**Natural-language object grounding data**

______________________________

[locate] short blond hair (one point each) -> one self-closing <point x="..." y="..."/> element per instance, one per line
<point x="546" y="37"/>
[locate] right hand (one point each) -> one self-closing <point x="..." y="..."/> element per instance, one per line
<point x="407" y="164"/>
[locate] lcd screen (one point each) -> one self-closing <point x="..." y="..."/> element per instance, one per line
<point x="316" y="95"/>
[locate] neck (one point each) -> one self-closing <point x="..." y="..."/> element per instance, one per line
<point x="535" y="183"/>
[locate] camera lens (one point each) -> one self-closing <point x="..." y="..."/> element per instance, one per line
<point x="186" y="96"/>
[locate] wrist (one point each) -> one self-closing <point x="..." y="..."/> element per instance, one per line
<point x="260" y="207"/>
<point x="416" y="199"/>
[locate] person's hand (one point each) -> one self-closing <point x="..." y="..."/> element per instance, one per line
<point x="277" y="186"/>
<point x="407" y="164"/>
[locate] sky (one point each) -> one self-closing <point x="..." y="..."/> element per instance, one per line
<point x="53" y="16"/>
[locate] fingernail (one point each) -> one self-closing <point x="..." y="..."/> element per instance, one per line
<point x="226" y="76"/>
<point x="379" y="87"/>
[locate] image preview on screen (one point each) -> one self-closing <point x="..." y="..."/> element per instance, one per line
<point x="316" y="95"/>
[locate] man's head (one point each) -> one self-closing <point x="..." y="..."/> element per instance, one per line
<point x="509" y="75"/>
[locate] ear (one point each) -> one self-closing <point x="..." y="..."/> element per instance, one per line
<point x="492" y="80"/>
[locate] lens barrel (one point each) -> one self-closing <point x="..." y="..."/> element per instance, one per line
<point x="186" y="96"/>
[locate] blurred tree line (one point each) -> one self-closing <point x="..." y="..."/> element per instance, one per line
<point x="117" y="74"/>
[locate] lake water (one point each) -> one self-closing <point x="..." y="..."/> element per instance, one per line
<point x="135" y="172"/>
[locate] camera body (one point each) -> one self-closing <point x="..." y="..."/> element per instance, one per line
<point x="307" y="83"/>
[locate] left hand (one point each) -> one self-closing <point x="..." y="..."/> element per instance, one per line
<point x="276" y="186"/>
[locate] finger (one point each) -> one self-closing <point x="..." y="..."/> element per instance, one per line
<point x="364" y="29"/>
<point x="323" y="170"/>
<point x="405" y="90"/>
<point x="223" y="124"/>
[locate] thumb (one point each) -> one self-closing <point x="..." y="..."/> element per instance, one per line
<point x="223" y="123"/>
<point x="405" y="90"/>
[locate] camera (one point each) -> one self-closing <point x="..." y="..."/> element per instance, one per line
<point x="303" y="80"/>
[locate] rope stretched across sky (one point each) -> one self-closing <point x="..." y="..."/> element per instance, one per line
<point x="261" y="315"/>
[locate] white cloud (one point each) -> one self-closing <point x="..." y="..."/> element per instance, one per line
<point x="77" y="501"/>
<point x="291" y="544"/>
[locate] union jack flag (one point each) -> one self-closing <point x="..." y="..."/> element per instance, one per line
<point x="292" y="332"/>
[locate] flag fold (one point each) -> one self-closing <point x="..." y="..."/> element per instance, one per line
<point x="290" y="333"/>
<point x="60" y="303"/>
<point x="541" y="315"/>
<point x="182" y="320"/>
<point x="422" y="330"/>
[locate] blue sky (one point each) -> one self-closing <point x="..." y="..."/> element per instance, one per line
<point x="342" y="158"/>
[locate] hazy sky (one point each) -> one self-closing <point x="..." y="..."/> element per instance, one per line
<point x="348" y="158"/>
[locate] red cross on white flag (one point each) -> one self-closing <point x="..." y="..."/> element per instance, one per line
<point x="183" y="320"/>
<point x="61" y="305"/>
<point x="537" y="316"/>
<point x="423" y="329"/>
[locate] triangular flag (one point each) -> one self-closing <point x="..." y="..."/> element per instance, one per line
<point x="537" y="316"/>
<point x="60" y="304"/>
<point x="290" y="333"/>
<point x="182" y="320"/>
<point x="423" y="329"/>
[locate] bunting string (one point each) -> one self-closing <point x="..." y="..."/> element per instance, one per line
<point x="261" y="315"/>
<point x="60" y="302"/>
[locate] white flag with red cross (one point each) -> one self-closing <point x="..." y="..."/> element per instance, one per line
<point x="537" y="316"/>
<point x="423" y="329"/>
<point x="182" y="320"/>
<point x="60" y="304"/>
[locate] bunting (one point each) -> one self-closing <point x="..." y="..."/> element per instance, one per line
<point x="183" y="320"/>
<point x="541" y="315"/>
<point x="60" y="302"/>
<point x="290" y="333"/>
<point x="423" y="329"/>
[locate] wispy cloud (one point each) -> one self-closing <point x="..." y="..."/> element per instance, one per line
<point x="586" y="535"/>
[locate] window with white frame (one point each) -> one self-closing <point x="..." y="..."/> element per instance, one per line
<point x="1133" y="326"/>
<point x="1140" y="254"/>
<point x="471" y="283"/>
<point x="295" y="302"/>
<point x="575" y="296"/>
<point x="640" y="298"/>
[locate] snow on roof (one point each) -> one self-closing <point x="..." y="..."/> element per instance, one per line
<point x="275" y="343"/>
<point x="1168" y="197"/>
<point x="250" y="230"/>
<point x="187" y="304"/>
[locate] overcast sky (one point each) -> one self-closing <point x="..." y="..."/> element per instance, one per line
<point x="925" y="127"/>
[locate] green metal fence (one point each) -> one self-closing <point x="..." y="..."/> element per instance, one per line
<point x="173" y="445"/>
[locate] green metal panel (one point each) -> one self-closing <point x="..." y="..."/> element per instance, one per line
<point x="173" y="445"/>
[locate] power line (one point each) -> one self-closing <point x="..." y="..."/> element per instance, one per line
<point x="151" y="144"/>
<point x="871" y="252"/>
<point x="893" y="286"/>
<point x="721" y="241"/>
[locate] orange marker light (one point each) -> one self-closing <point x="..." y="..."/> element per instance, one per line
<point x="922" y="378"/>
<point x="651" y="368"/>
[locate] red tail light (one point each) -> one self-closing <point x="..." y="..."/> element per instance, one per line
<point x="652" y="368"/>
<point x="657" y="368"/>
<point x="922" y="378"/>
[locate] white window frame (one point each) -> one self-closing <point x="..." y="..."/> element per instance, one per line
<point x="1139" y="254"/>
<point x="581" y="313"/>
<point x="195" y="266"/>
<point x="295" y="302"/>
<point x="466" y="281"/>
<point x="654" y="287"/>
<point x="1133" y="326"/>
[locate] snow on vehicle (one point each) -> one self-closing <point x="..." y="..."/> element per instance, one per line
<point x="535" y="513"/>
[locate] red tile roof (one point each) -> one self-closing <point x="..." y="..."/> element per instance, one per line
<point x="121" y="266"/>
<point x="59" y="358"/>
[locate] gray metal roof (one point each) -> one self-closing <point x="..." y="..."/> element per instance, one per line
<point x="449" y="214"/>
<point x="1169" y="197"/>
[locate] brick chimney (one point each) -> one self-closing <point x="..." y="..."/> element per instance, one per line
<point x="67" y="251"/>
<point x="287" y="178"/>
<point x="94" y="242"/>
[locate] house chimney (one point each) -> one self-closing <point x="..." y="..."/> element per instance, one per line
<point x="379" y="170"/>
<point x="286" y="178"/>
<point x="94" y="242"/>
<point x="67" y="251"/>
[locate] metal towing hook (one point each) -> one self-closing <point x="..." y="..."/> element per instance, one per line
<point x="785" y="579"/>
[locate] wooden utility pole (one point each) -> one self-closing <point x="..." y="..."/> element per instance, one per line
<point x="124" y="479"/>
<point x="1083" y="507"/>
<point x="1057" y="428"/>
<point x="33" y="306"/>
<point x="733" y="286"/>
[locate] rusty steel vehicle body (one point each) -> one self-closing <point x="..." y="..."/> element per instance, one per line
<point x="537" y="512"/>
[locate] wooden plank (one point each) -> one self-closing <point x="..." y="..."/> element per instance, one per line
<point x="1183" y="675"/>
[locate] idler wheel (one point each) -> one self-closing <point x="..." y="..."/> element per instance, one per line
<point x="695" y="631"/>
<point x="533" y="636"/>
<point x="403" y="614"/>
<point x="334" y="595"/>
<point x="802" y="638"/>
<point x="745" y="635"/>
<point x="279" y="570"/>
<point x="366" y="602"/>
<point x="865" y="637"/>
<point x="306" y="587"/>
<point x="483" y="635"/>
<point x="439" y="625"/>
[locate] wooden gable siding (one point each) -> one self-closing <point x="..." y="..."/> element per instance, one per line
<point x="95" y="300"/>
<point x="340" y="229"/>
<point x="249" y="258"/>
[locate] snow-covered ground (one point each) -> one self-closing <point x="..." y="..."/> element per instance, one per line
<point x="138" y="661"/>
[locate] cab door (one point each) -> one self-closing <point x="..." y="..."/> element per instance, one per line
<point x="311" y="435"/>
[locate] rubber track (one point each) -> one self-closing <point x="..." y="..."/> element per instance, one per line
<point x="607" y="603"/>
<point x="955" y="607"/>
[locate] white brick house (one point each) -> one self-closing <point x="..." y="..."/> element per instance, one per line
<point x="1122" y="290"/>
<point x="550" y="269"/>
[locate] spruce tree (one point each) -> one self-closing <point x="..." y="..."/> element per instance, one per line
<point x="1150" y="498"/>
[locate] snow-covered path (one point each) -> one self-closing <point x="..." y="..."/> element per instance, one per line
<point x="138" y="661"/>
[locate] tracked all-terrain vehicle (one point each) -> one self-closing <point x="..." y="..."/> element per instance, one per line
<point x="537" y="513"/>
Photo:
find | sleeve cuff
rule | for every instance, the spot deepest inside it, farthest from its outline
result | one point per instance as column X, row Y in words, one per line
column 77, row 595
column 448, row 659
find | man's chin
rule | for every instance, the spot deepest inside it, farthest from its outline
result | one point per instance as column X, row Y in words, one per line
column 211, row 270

______________________________

**What to produce**
Please set down exactly the lines running from the one with "find | man's chin" to the last line of the entries above, both of them included, and no others.

**Result for this task**
find | man's chin
rule | for every instance, the spot deepest inside it, farthest from its outline
result | one point per instance as column X, row Y in words, one per line
column 211, row 270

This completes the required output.